(Items from a labeling set)
★ ★ ★ ★ ★ ★ ★
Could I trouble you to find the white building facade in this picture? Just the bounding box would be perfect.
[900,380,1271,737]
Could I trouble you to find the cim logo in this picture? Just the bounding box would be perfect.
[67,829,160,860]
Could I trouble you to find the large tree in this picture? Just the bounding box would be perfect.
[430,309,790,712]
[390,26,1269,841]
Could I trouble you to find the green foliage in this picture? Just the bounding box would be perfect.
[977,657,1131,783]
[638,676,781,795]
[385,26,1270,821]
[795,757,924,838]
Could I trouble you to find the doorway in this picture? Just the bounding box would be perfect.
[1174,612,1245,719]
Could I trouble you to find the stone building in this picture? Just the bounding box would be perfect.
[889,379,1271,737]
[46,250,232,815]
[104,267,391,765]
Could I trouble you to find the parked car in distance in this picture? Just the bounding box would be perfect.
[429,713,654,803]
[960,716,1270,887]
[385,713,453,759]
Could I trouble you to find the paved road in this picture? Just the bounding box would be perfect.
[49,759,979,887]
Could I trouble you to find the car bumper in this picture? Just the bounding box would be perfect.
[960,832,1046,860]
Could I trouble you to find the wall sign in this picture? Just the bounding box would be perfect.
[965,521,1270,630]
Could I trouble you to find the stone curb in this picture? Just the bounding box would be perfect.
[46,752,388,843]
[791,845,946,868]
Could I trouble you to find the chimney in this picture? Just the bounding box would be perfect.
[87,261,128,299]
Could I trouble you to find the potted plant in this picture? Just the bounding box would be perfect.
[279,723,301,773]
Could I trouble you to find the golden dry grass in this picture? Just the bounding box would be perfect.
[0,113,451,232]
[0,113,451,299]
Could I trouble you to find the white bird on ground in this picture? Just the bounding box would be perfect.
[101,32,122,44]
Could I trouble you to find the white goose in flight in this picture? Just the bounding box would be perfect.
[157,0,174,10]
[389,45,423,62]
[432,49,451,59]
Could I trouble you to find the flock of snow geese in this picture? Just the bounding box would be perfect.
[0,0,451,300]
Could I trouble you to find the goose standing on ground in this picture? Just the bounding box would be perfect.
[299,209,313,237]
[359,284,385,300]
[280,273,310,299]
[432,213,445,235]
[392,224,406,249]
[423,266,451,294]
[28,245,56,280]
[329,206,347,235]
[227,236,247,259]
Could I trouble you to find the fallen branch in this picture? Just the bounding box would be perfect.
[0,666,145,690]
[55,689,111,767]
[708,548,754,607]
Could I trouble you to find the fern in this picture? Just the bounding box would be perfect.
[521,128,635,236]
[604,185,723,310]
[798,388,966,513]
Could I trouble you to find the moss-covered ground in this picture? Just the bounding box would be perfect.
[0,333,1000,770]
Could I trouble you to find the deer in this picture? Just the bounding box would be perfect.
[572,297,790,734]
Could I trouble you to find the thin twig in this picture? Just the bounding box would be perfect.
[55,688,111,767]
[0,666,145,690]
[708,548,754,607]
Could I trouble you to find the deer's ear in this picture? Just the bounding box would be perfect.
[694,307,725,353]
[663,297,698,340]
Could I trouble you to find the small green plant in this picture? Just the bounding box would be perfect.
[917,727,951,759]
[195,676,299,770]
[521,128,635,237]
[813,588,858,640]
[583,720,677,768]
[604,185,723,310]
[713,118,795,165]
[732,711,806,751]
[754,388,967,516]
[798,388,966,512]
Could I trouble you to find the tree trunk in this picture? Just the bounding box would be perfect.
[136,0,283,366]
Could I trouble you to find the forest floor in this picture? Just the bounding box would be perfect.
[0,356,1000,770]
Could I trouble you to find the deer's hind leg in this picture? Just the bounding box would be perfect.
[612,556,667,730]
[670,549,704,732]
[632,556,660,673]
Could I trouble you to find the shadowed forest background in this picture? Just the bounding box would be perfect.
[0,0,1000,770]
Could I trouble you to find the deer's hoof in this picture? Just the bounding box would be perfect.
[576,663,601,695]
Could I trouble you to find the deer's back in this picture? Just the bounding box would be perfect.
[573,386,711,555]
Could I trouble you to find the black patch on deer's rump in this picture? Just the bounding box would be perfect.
★ ★ ★ ★ ★ ★ ★
## Problem requirements
Rewrite the records with each "bounding box" changed to "box outline", keeping everything else the same.

## Written answer
Could I trouble you to find the white building facade in this picture? Just the box outline would be perfect.
[900,380,1271,737]
Could I trouble you to find the cim logo in this picture? Just the box outline would be perfect.
[67,829,160,860]
Could I trouble you to find the large tree in this picture? Just the box outline would be perfect.
[430,309,790,712]
[390,26,1269,841]
Could I trouble you to find the green foliage in this picture? Just the box outline would be perfect.
[977,657,1131,783]
[638,676,781,795]
[385,26,1270,821]
[795,757,924,838]
Could I trouble you to find the doorway in this picture? Just the box outline would be perfect.
[1174,612,1245,719]
Could I trouble you to find the stone building in this picture? Just the box outline would be perfect.
[889,379,1271,737]
[46,250,232,815]
[104,267,391,765]
Could I trouble you to find the parked car in distance in this picture? Just the box outline would be perfect.
[429,713,654,803]
[960,716,1270,887]
[385,713,453,759]
Could I trouble you to find the paved road in this picture? Just the box outline would be perfect.
[49,759,979,887]
Could I trouble you to find the car bumper in this picture? Just the box outline would be perfect.
[960,832,1046,860]
Could I trouble you to find the wall sign in this picture? Just the box outline would be perfect.
[965,521,1270,630]
Could I trouble you to find the stone curb in this picture? Just the box outline would be perfect.
[46,752,388,843]
[791,845,946,868]
Could I trouble you to find the chimney in this picture? Just the box outline would be perfect.
[87,261,128,299]
Could I trouble you to find the potted plant in this picture? Just the box outline would be perfect.
[279,723,301,773]
Could I trouble you to find the golden dry grass in this picture? Just the box outline would be perfect.
[0,113,451,232]
[0,113,451,299]
Could I trouble you to find the white bird on ground in this picture? Just the box outline would be perfect.
[101,32,122,44]
Could I trouble you to find the white goose in flight in this picture? Just the box outline would be perfect.
[157,0,174,10]
[389,45,423,62]
[432,49,451,59]
Could I trouble you to find the flock of snow geese in this picture? Just the box outline would be perfect.
[0,0,451,300]
Could I trouble you to find the goose standing on ground in this picture? Just the box outline would be perfect.
[299,209,313,237]
[359,284,385,300]
[280,273,310,299]
[432,213,445,235]
[392,224,406,249]
[423,266,451,294]
[28,245,56,280]
[329,206,347,235]
[227,236,247,259]
Could I trouble you to find the fallen branch in this picture? Just the box outline would be perfect.
[0,666,145,690]
[55,689,111,767]
[708,548,754,607]
Could I trouble you to find the fern in this picture? Just the box outline would be perfect.
[521,128,635,236]
[604,185,723,310]
[798,388,966,513]
Could I trouble you to find the moss-covered ground in this picture? Just the box outline would be perfect.
[0,333,1000,770]
Could I trouble you to find the deer in this picture? Just the box outline would be perfect.
[572,297,790,734]
Could I trouble you to find the thin twig in this picture? Just the box outline would be perfect.
[55,688,111,767]
[0,666,145,690]
[708,548,754,607]
Could I trouble you to find the deer's ear in this picture? Just the box outline would be perfect.
[694,307,725,353]
[663,297,698,340]
Could I trouble you to find the small green plant in this picture? Just the box outline would be perfect.
[917,727,951,759]
[195,676,299,770]
[521,128,635,237]
[813,588,858,640]
[583,720,677,768]
[604,185,723,310]
[713,118,795,165]
[732,711,806,751]
[754,388,967,516]
[798,388,966,512]
Could I trouble you to find the tree trunk in this picture? Just the box outline would be perfect.
[136,0,283,366]
Could I trouble you to find the forest floor in this picture? Just the box outline would be perfect.
[0,356,1000,770]
Could I trouble you to find the deer's hind leg in this picture? Just the box outline would be perfect.
[612,556,667,730]
[670,549,704,732]
[632,556,660,673]
Could I trouble you to find the shadowed forest background in this picture? Just the box outline would be perfect.
[0,0,1000,770]
Could I trouble you to find the deer's hoof in this picture? Just the box outline would be perfect.
[576,663,601,695]
Could I trouble you to find the deer's back in this picture? Just the box outline would be perfect.
[573,386,711,555]
Could I trouble you to find the black patch on deer's rump in this picture? Just the box outline would be perfect.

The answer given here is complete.